=== Begin Enclosure ===
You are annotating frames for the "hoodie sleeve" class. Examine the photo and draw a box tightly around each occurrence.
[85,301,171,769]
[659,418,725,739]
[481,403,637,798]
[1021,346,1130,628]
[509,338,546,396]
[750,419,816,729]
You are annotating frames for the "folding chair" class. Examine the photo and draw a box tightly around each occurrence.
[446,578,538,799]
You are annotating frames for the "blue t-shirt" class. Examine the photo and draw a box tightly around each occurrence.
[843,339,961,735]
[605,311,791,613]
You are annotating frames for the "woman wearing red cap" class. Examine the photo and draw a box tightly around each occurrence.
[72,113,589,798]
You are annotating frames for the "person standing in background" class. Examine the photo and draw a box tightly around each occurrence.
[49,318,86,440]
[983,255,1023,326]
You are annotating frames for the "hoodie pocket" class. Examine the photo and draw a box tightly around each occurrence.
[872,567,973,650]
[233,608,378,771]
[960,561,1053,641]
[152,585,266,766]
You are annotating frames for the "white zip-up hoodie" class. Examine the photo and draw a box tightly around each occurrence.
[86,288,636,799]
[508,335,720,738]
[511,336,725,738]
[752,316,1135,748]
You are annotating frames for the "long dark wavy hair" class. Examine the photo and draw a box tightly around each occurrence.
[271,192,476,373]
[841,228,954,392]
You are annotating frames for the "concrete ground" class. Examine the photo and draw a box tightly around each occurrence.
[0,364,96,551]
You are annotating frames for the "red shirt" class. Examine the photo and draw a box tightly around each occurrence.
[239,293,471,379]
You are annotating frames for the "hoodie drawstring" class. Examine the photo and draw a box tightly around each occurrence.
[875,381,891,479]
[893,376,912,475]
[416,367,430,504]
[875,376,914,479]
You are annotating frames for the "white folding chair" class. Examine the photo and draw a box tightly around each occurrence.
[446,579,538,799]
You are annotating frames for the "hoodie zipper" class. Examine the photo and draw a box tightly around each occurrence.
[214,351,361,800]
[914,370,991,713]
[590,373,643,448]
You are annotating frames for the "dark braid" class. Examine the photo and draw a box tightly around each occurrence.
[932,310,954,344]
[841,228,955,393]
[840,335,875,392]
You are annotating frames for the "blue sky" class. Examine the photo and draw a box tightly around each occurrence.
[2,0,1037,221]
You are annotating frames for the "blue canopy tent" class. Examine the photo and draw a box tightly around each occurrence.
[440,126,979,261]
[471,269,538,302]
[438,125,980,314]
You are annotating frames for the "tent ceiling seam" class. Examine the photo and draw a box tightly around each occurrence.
=== End Enclosure ===
--- What is needed ---
The task calls for each record to be returned verbatim.

--- Result ---
You are annotating frames for the "hoodie sleeve" class. Examine the photo and draw a box tightly around each occurrence.
[85,301,171,769]
[659,418,725,739]
[481,403,637,798]
[1021,346,1130,628]
[509,338,546,396]
[750,419,816,729]
You are annotating frames for the "folding chair" class. Examine the photo and draw a box tightly around each occurrence.
[446,578,538,799]
You are annotating frames for the "blue t-shirt" class. Examine the photo and draw a box tightly around each occurrence.
[843,339,961,735]
[605,311,791,613]
You are annotating frames for the "woman wearing red cap" class. Examine the photo and draw a box tightly around each occurrence.
[72,113,589,798]
You are annotating frames for the "person standing in background" class. Examine the photo and draw a box tightly around each occurrence.
[49,318,86,440]
[983,255,1023,326]
You are annotating frames for the "hoodie pocket" class. Examine the photo and draw a box tightly around each occurrence.
[872,567,973,650]
[233,608,378,771]
[960,561,1053,641]
[152,585,266,766]
You are annotating frames for the "white zip-up hoodie" class. Examine the photo and draw a box tightly around each occurrence.
[86,288,636,799]
[508,335,720,738]
[511,336,725,738]
[752,316,1135,748]
You are annotating frames for the "long dark wavy hair" class. Examine the photo and draw a box tightly around each occurrence.
[271,192,476,373]
[841,228,954,392]
You are annotating frames for the "concrete ground" class. Examine the photo and draw a box tightly around each occurrence.
[0,364,96,551]
You are annotating frames for the "red shirt" class. Examine the photo and draw a box tightly around each occurrence.
[239,293,471,379]
You are annotating frames for the "hoodie drawstring" class. Examine the photo and draw a box tightly around each occurrence.
[875,381,891,479]
[893,376,912,475]
[416,367,430,504]
[875,376,914,479]
You are annotating frames for the "white folding chair" class. Examine the photo and draw a box tightly around each occurrence.
[446,579,538,799]
You are annotating frames for the "hoodie zipper" class. Examine the photo and draw a box tightly around each occurrence.
[214,351,361,800]
[914,370,991,713]
[590,373,643,448]
You are annotating frames for the "dark braid" class. Examine the photo and draw a box tightly around each occurrence.
[932,310,954,344]
[841,228,955,393]
[840,335,875,392]
You are annotating frames for the "blue sky" class. Examine the photo and draw a box tightly around each occurrence.
[2,0,1037,221]
You are annotating frames for the "blue canopy tent" class. Examine the photo and draw a box tightly around each occurrence.
[440,126,979,261]
[471,269,538,302]
[438,125,980,314]
You are annotating frames for the "tent ceiling seam" class. Examine the photo and draw a box tightly around each occurrence.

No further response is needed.